[Records from a dataset]
==*==
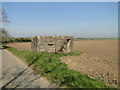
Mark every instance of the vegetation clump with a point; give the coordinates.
(50, 66)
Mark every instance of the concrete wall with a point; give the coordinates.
(56, 44)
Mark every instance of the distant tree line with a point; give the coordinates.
(11, 40)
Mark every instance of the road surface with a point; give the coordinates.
(15, 74)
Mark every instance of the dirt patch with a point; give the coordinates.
(100, 58)
(21, 46)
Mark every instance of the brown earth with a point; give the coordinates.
(99, 58)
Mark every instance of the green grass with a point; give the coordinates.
(50, 66)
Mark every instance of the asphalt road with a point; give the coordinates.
(15, 74)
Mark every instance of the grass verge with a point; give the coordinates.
(49, 65)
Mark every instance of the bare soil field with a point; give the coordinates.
(99, 58)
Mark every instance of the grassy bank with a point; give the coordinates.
(50, 66)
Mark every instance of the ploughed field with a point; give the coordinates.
(99, 58)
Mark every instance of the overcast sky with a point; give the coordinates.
(88, 19)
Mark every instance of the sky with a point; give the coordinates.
(78, 19)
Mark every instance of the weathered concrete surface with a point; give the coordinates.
(15, 74)
(56, 44)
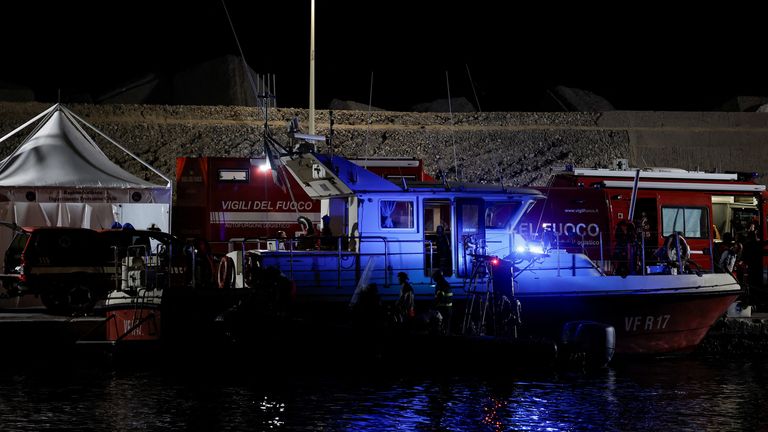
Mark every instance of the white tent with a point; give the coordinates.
==*==
Written instruction -
Put each line of the data above into a numbered list, skipping any blank lines. Leave the pictures out of your answer.

Exercise solution -
1. Mark every instance of the vegetation clump with a point; give the coordinates.
2. (50, 66)
3. Mark every instance of the concrete wall with a point; give the coordinates.
4. (56, 44)
5. Mark every instance of the distant tree line with a point; give the coordinates.
6. (11, 40)
7. Mark every instance of the road surface with a point; give the coordinates.
8. (15, 74)
9. Mark every instance of the dirt patch with a point; give the coordinates.
10. (100, 58)
11. (21, 46)
12. Mark every instance of the brown earth with a point; give the coordinates.
13. (99, 58)
14. Mark every instance of the green grass with a point; give the coordinates.
15. (50, 66)
16. Mark every instance of the asphalt road with a point; give the coordinates.
17. (15, 74)
18. Mark every instance of the grass verge with a point; give the coordinates.
19. (49, 65)
20. Mark every instance of the bare soil field with a point; give the coordinates.
21. (99, 58)
22. Mark every instance of the grassy bank with a point; give the coordinates.
23. (50, 66)
24. Mark every instance of the ploughed field with a point; give the coordinates.
25. (99, 58)
26. Mark every instance of the overcast sky with a point; give the coordinates.
27. (88, 19)
28. Mark every instance of the sky with a point; give the coordinates.
29. (78, 19)
30. Mark every instance of the weathered concrete surface with a point; give the coordinates.
31. (15, 74)
32. (56, 44)
33. Mark every instance of the white tent with a point; give the coordinates.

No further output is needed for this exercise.